週報
説 教 題 「教会は誰のものか?」
聖書個所 コリントの信徒への手紙二1章1節
讃 美 歌 191(54年版)
今日ここにいらっしゃる皆さん、また、この礼拝を音声で聞きながら家庭で礼拝を献げている皆さんは、それぞれ教会と何らかの関係を持っています。
教会という不思議な集まりに対して、全く無関係ということではなく、たとえ自分は今のところ傍観者、観察者の立場にあると考えたとしても、既に、傍観者、観察者として、教会との関わりを始めています。
教会とは何か?既にそれぞれに思うところがあると思います。良いものと思っているか、それほど良いものとは思っていないか。自分にとって、教会とはどういうものか?どういう存在であるか?
この説教壇から下りて、皆さんお一人お一人の考えを窺ってみたいという思いに誘われます。それを分かち合うだけで、どんなに豊かな言葉を蓄えて、それぞれ帰路に着くことができるかと想像します。

**課題**
a) この週報について、次の問いに答えてください。
(i) 説教題は何か。
(ii) 讃美歌は何番か。
(iii) 礼拝を音声で聞きながら、どこで礼拝を献げている人がいるとされているか。
b) この週報から、「今日ここにいらっしゃる皆さん」という語句を含むところで始まり「のか?どういう存在であるか?」で終わる部分を、一字も変えずに書き出してください。
この後に続くデータは、週報とは別の資料です。

**抽出データ**
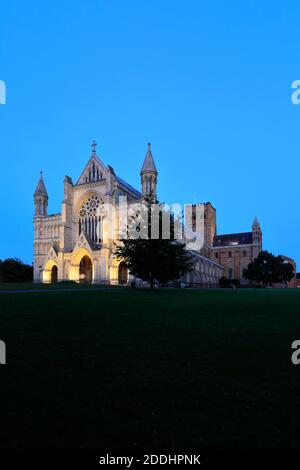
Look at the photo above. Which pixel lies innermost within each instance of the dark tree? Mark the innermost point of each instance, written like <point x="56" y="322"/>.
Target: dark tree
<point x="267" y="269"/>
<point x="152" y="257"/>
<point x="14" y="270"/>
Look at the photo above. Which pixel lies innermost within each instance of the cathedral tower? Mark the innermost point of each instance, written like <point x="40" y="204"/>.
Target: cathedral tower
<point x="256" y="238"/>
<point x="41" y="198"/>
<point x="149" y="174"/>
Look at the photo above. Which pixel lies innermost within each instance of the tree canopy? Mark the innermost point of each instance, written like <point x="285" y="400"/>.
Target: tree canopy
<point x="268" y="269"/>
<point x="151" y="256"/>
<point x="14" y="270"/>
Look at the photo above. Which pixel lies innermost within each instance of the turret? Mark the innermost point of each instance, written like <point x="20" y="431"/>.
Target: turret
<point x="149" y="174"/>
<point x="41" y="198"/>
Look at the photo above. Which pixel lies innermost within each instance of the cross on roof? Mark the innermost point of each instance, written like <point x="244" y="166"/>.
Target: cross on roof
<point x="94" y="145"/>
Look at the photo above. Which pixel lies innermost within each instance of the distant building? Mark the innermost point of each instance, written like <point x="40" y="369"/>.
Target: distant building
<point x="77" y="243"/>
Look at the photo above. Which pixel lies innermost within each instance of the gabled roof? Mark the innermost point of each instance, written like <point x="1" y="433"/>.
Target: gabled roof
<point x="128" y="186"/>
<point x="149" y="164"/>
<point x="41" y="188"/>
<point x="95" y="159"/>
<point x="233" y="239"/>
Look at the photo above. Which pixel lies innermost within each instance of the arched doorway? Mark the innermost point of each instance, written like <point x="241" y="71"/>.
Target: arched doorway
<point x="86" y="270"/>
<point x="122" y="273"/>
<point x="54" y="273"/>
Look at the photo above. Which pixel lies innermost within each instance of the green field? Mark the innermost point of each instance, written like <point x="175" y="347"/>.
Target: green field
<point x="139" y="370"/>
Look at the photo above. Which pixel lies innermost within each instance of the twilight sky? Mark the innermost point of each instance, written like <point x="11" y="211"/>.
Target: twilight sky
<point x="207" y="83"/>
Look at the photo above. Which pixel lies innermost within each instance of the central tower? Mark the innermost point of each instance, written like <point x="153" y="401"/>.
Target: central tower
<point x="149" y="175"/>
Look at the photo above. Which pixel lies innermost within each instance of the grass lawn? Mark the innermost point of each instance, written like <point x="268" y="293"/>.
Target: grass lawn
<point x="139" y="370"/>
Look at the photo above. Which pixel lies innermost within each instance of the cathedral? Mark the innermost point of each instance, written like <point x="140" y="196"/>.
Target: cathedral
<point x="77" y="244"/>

* * *

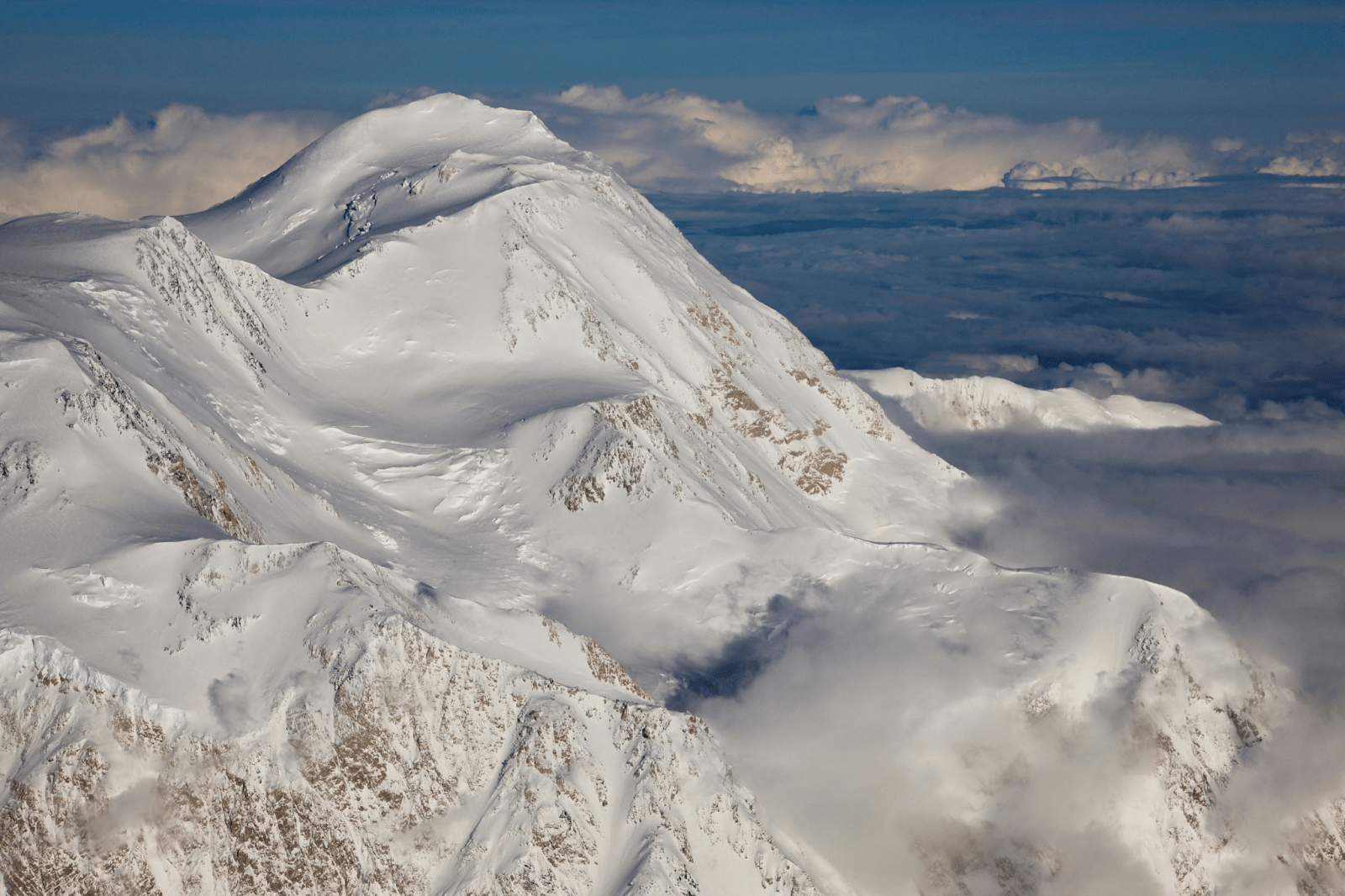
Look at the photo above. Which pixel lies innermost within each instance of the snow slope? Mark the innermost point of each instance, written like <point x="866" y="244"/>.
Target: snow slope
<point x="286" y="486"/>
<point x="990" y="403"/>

---

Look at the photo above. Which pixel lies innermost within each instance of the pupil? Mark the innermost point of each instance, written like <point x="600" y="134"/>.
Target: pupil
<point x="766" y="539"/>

**正解**
a)
(i) 「教会は誰のものか?」
(ii) 191番(54年版)
(iii) 家庭

b)
今日ここにいらっしゃる皆さん、また、この礼拝を音声で聞きながら家庭で礼拝を献げている皆さんは、それぞれ教会と何らかの関係を持っています。
教会という不思議な集まりに対して、全く無関係ということではなく、たとえ自分は今のところ傍観者、観察者の立場にあると考えたとしても、既に、傍観者、観察者として、教会との関わりを始めています。
教会とは何か?既にそれぞれに思うところがあると思います。良いものと思っているか、それほど良いものとは思っていないか。自分にとって、教会とはどういうものか?どういう存在であるか?